======== Input material ========

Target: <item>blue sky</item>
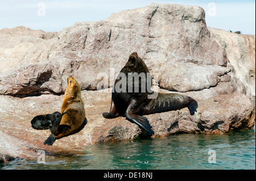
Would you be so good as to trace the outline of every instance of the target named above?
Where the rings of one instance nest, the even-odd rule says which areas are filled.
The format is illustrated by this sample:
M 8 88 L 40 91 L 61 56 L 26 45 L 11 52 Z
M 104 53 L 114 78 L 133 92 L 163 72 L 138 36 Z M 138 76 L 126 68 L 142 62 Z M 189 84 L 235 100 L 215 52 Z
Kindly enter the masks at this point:
M 105 19 L 112 13 L 153 2 L 199 6 L 205 11 L 207 26 L 255 35 L 255 2 L 249 0 L 1 1 L 0 29 L 24 26 L 35 30 L 59 31 L 76 22 Z M 45 11 L 42 11 L 44 5 Z

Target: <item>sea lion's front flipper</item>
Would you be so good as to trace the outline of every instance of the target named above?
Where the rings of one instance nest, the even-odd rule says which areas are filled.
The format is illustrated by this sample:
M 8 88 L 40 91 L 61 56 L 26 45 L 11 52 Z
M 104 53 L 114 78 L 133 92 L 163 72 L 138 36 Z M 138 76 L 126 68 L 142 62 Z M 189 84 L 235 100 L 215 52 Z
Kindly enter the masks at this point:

========

- What the exercise asks -
Copy the material above word for word, starting from the line with "Target: <item>sea lion's front flipper</item>" and going through the very last line.

- Reply -
Target: <item>sea lion's front flipper</item>
Would you be so good as to trace the outline of every instance of the target named above?
Where the rings of one instance nest, the even-odd rule says which areas are filled.
The format is illustrated by this sample:
M 8 88 L 40 91 L 61 56 L 26 45 L 11 52 Z
M 104 53 L 114 78 L 133 92 L 163 72 L 138 36 Z M 138 76 L 126 68 L 142 62 Z M 189 84 L 235 100 L 215 52 Z
Kindly enter the masks at this point:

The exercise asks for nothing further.